- [Verilen Metin]:
────────────────
19 Eylül 2009 Cumartesi

Yozgat yeniden ilim irfan yuvası olabilir

İslâm Konferansı Teşkilatı (İKT) Genel Sekreteri Prof. Dr. Ekmeleddin İhsanoğlu, Yozgat’ın geçmişte ilim irfan yuvası olduğunu hatırlatarak, Bozok Üniversitesi sayesinde Yozgat’ın tekrar tarihteki konumuna gelebileceğini söyledi.

Yozgat Belediye Başkanı Yusuf Başer’in daveti üzerine dün baba ocağı Yozgat’a gelen İKT Genel Sekreteri Prof. Dr. Ekmeleddin İhsanoğlu, Yozgat Valisi Amir Çiçek’i makamında ziyaret ettikten sonra, Bozok Üniversitesi Rektörü Prof. Dr. İnci Varinli’yi de ziyaret ederek, üniversite hakkında bilgi aldı. Dedesi Hacı Aziz Efendi’nin yaşadığı tarihî konağı ve Çapanoğlu Büyük Camisi’ni de ziyaret eden Prof. İhsanoğlu, tarihî konağı yeniden yaptırmak ve Yozgat’ın kültür hayatına hediye etmek istediğini söyledi.

Prof. İhsanoğlu, tarihî Hayri İnal Konağı’nda “Ramazan Sohbetleri”ne katılarak, Genel Sekreterliğini yürüttüğü teşkilatın çalışmaları ve önemi hakkında bilgi verdi.
────────────────
- [Listelenen Kayıtlar]:
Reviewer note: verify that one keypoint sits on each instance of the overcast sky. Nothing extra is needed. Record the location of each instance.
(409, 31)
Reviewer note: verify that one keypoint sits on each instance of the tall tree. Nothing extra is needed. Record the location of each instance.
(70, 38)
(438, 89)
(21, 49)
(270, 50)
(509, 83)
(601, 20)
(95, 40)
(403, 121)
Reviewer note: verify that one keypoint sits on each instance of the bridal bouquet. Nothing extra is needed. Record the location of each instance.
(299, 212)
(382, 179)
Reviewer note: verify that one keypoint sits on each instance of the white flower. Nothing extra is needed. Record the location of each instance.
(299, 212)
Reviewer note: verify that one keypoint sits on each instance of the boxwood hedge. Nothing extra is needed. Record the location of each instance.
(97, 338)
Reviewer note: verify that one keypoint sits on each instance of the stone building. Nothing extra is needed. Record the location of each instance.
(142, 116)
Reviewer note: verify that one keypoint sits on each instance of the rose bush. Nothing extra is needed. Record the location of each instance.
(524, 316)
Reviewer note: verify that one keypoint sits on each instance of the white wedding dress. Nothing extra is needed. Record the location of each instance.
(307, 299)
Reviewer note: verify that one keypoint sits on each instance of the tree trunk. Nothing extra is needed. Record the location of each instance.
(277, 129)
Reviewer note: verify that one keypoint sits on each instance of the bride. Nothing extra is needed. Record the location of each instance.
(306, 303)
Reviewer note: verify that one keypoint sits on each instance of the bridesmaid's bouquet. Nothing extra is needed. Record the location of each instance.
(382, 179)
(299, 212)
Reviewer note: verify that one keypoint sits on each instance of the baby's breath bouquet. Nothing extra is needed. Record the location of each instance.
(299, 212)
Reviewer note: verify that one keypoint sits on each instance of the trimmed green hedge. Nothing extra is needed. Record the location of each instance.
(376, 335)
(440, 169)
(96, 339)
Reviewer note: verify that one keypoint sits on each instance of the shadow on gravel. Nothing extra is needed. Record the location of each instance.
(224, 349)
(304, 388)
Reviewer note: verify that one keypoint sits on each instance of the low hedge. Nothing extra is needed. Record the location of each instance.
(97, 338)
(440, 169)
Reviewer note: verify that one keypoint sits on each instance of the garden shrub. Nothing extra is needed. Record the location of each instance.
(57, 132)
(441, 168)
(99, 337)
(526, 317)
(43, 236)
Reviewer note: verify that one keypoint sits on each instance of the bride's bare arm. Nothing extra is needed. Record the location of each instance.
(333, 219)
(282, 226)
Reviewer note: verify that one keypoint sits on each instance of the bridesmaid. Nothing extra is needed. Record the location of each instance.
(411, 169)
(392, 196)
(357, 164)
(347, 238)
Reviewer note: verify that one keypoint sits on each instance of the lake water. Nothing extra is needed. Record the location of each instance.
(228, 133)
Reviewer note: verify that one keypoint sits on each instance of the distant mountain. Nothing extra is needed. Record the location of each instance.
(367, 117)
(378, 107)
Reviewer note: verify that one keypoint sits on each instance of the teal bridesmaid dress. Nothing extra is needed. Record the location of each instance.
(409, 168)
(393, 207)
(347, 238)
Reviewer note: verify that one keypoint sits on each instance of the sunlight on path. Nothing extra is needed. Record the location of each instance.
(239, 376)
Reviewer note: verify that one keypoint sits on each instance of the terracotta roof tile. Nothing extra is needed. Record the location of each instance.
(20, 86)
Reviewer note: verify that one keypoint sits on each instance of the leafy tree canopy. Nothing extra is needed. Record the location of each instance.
────────────────
- [Görevler ve Alıştırmalar]:
1. İhsanoğlu'nun Yozgat ziyaretini anlatan haberde adı geçen bütün kişileri, metindeki unvanları ya da yakınlıklarıyla birlikte sıralayın.
2. Lütfen İhsanoğlu'nun Yozgat ziyaretini anlatan haberi kaldığı yerden sürdürün.

- [Sonuçlar]:
1.
- Prof. Dr. Ekmeleddin İhsanoğlu: İslâm Konferansı Teşkilatı (İKT) Genel Sekreteri
- Yusuf Başer: Yozgat Belediye Başkanı
- Amir Çiçek: Yozgat Valisi
- Prof. Dr. İnci Varinli: Bozok Üniversitesi Rektörü
- Hacı Aziz Efendi: Prof. İhsanoğlu'nun dedesi

2.
Yozgat’la bağımı koparmadım, koparmayacağım

Konuşmasının başında, Yozgat’ta bulunmaktan dolayı çok mutlu olduğunu ifade eden İhsanoğlu, “Bu fırsatı bana bahşeden Sayın Belediye Reisimize müteşekkirim” dedi. Prof. İhsanoğlu, 14 yıldan beri Yozgat’a gelmek ve baba ocağını ziyaret etmek istediğini belirterek, “İşte bu hayatın meşgaleleri, görevlerin verdiği zorluklar, zaman kıtlığı ve insanın hadiseler muvacehesinde kuzeyden güneye, doğutan batıya koşuşturması, insanın sevdiği şeyleri yapmasını engelliyor” diye konuştu.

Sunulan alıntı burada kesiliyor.